In the records below, reproduce word for word the lines from the one containing "task | point to each instance of the green" through the one containing "[(110, 498)]", both included, and nothing else.
•••••
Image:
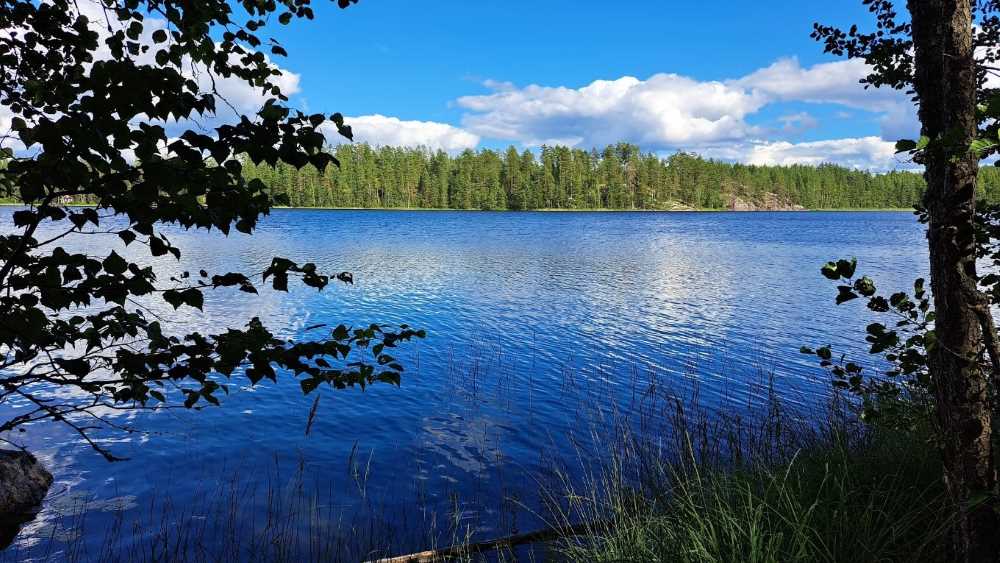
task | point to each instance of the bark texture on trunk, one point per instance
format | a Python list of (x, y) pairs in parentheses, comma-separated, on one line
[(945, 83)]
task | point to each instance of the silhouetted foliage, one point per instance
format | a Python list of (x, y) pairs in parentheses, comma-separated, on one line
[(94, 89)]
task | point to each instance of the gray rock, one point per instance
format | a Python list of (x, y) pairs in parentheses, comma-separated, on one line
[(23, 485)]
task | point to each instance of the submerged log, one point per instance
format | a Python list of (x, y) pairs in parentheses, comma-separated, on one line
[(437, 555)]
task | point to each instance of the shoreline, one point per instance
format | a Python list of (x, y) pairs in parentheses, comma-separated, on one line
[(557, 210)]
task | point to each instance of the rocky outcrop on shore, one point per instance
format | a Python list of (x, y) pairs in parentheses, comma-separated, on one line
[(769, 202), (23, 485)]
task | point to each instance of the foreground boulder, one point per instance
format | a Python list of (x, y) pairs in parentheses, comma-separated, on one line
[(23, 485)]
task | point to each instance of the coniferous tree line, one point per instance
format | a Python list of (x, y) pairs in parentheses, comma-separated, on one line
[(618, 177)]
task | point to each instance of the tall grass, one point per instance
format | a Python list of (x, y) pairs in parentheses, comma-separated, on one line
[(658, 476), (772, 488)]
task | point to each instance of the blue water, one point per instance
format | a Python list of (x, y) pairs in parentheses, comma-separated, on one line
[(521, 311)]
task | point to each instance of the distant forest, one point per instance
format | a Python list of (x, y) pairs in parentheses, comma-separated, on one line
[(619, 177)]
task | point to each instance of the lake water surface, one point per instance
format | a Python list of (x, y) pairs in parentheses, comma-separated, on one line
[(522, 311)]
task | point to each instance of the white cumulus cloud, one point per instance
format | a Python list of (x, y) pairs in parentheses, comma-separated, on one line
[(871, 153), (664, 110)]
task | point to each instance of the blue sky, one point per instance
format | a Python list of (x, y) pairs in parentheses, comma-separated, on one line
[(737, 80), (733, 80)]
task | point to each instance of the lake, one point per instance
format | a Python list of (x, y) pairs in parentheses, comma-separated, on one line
•••••
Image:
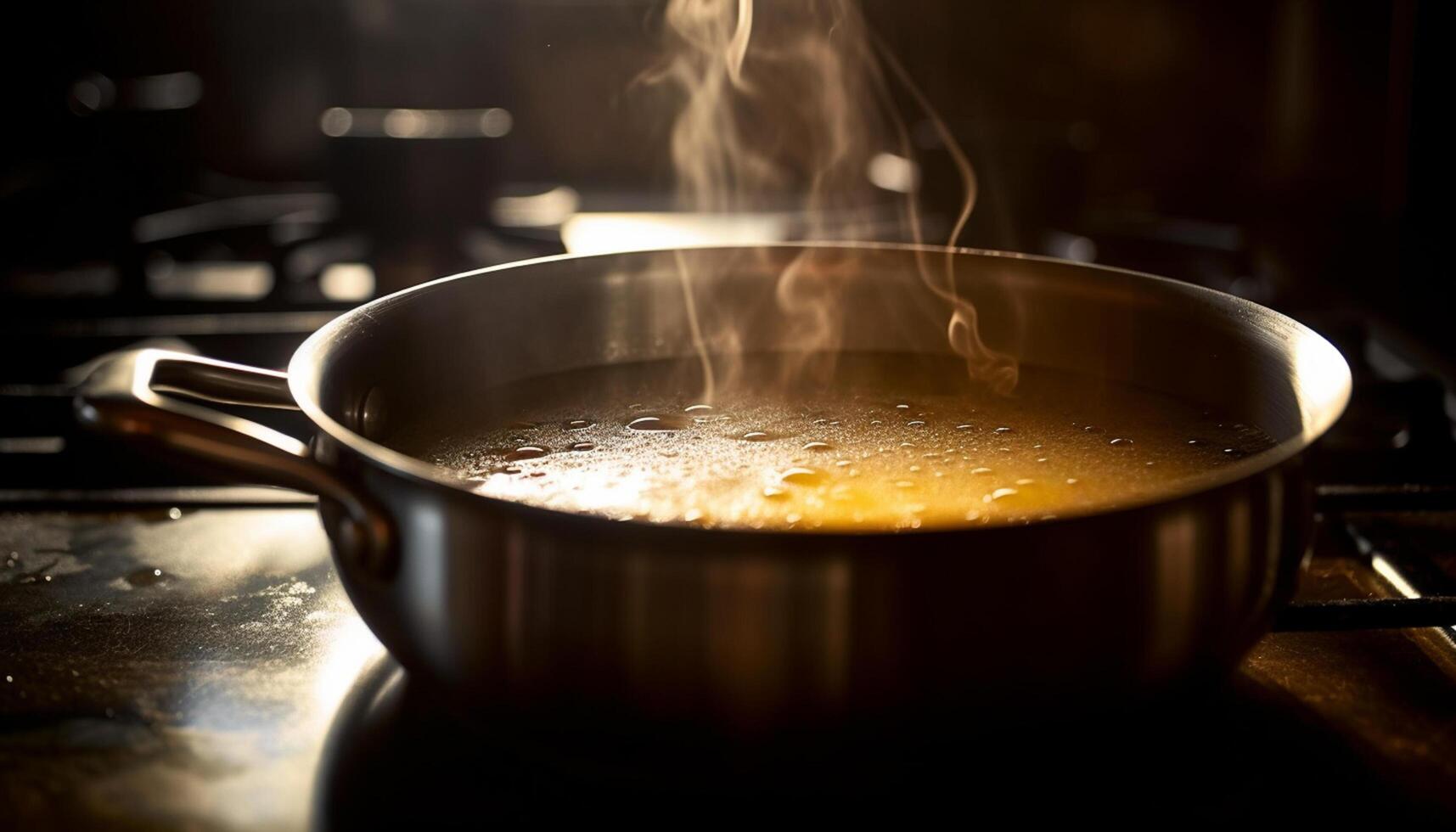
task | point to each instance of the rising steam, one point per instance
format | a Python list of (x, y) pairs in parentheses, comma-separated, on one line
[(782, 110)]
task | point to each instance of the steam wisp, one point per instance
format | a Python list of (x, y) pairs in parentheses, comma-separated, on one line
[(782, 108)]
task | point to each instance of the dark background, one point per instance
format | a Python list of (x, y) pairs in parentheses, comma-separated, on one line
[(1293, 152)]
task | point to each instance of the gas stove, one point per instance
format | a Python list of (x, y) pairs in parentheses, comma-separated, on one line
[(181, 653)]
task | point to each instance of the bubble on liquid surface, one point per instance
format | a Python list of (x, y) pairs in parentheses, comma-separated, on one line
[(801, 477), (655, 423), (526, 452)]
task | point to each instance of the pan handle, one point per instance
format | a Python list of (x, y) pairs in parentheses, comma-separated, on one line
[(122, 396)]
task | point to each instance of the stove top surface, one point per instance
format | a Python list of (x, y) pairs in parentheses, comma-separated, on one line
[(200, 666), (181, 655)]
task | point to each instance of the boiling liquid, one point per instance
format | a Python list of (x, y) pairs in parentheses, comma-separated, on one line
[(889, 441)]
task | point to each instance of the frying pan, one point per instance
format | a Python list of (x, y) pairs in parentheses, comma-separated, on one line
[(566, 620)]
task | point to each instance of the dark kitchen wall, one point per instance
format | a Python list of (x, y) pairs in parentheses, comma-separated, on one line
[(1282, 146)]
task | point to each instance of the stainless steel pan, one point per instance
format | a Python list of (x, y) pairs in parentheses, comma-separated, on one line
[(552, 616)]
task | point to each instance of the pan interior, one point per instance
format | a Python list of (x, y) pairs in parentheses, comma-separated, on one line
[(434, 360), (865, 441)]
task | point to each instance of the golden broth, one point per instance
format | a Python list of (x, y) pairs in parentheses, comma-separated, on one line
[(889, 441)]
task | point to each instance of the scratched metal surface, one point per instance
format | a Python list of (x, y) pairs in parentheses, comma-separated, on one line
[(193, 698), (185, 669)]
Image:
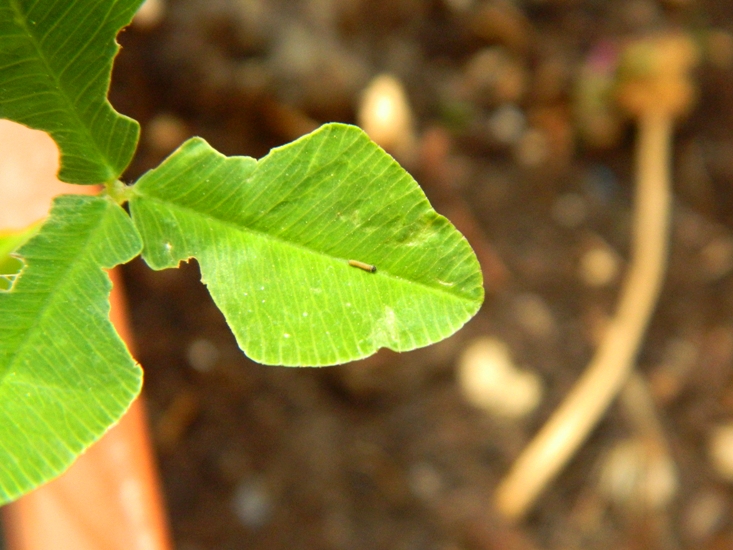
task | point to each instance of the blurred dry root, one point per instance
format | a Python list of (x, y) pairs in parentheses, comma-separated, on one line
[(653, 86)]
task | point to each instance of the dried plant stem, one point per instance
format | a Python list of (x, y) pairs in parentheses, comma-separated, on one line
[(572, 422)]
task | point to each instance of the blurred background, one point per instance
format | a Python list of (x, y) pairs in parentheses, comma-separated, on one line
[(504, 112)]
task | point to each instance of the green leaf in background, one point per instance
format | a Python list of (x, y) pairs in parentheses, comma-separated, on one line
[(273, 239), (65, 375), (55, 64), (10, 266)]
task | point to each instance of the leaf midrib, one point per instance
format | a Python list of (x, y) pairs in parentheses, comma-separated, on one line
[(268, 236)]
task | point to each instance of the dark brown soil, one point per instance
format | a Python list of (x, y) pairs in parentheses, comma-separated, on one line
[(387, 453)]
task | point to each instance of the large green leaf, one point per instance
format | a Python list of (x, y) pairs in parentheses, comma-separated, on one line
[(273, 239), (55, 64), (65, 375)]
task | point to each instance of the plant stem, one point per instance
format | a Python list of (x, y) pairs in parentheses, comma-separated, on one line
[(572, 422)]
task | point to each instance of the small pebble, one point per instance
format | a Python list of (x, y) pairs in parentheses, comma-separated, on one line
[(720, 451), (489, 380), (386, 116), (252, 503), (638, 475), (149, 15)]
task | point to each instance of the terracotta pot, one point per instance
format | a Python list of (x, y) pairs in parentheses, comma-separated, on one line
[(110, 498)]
•••••
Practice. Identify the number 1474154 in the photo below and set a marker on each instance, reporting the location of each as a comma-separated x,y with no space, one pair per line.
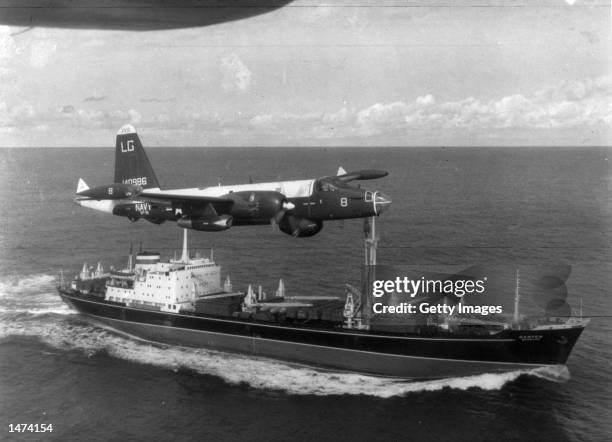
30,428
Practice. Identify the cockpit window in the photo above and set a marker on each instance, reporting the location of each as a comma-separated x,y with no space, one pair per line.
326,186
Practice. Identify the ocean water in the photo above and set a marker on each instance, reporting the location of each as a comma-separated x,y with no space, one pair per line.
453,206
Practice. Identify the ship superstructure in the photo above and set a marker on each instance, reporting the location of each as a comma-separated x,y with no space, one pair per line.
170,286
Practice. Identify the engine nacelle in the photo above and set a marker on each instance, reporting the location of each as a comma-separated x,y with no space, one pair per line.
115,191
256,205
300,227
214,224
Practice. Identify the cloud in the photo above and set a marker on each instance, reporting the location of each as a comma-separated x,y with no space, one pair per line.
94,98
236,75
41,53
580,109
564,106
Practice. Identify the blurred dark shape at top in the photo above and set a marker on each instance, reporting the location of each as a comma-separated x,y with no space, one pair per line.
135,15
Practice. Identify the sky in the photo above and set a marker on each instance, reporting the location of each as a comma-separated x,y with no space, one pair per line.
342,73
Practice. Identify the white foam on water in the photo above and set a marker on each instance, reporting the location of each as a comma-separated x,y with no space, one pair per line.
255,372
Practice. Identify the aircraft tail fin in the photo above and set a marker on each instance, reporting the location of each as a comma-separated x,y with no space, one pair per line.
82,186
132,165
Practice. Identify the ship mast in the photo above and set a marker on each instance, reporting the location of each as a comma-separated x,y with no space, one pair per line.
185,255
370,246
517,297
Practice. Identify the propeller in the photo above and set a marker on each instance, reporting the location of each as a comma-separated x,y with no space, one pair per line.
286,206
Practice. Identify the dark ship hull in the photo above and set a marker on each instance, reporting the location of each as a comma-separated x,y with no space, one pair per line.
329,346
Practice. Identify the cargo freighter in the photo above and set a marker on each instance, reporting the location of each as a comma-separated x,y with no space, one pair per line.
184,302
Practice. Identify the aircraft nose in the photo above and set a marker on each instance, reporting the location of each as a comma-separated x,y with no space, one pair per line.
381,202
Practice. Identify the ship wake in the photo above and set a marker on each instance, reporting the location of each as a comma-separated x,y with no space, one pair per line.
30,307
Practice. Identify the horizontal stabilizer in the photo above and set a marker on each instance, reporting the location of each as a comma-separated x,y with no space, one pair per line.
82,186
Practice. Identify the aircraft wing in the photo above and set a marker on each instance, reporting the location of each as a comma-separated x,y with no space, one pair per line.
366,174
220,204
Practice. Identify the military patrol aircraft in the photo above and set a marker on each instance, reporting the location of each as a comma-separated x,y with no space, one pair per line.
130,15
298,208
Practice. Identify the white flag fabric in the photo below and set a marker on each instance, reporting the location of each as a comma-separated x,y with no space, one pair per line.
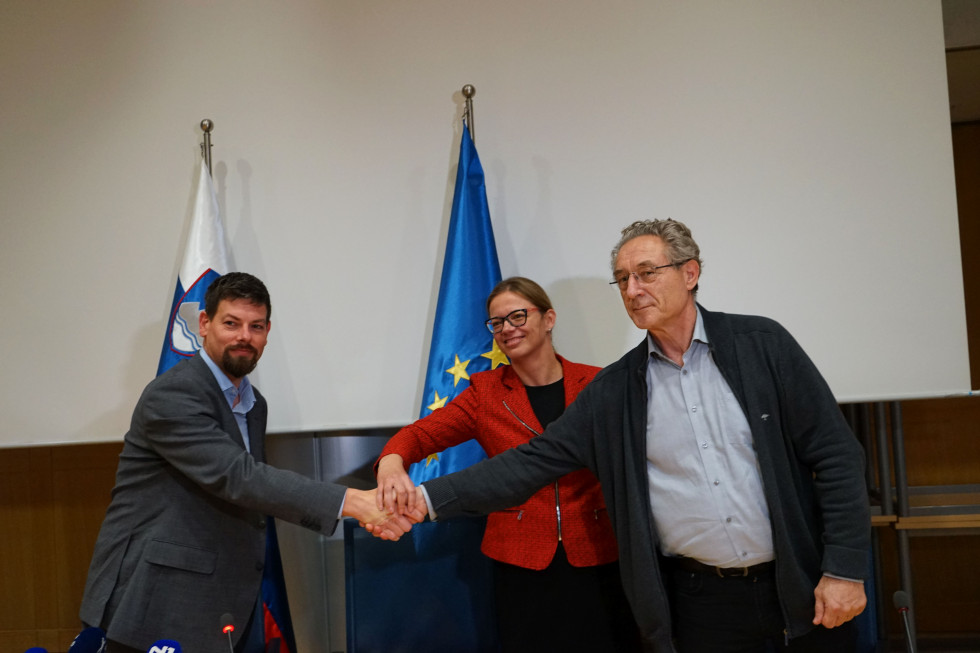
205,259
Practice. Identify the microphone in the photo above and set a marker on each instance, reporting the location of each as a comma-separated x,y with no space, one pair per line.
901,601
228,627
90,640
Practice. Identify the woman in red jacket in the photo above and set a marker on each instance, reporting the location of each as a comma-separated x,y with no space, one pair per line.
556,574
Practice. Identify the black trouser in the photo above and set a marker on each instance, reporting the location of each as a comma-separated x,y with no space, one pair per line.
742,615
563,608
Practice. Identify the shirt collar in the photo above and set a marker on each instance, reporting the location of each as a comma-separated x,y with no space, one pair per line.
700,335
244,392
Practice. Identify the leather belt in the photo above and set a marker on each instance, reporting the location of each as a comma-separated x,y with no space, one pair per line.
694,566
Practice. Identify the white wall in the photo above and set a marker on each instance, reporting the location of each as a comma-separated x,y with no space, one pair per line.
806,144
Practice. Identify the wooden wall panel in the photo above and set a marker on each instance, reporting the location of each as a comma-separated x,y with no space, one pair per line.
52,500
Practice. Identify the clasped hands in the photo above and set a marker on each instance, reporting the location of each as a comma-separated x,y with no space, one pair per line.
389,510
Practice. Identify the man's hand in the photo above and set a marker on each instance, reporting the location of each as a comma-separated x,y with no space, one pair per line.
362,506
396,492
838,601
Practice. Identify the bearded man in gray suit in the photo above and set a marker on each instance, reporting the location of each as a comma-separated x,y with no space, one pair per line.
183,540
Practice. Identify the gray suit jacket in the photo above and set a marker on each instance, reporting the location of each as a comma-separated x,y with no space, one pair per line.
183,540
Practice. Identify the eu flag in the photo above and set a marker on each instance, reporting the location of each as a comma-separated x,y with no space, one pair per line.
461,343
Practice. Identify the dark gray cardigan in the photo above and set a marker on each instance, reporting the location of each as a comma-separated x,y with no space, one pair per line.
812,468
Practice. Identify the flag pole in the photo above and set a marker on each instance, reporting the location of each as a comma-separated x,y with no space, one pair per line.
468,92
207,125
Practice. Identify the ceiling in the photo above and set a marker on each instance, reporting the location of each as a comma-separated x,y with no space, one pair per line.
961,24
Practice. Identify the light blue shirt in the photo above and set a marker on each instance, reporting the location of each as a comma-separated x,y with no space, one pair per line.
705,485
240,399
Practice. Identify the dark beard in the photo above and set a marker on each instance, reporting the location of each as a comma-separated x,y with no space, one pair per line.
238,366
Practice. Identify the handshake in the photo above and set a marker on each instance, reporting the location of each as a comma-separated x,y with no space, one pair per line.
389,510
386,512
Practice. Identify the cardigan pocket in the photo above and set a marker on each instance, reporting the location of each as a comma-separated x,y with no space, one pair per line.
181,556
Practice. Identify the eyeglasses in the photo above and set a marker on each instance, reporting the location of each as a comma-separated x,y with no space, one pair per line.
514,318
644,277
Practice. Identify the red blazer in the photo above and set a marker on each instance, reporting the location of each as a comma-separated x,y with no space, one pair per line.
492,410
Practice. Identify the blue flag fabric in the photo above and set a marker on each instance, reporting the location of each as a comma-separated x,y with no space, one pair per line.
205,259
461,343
•••••
Solution to this problem:
task | point to each instance of the green leaf in background, one point per instance
format | a Python list of (x, y) pairs in parentheses, comma-separated, on one line
[(273, 239), (65, 375), (55, 64), (10, 266)]
task | point to each instance of the leaf midrib, one point per instance
format | a Python list of (x, y) pairs in parentheses, comma-separated, on one line
[(268, 236)]
task | point to each instance of the dark brown soil, one point per instance
format | a Python list of (x, y) pairs in parentheses, comma-separated, on one line
[(387, 453)]
task | point to each instance of the large green leaf, one point per instance
format | a Python list of (x, y) pairs in parentheses, comma-separated, on one line
[(273, 239), (55, 64), (65, 375)]
task | point to each instance of the plant stem, one point per instance
format | a Python list of (x, y) pairs in parentheses, comma-separated, on one line
[(572, 422)]
task | point to each instance of the small pebble, one point per instance
format | a Python list of (x, y) pairs in parentheses, comma-separated, on one line
[(720, 451), (489, 380), (386, 116), (252, 503), (638, 475), (149, 15)]
task | point to each instance of the terracotta pot, one point per instance
format | a Python list of (x, y) pairs in parentheses, comma-separated, on one line
[(110, 498)]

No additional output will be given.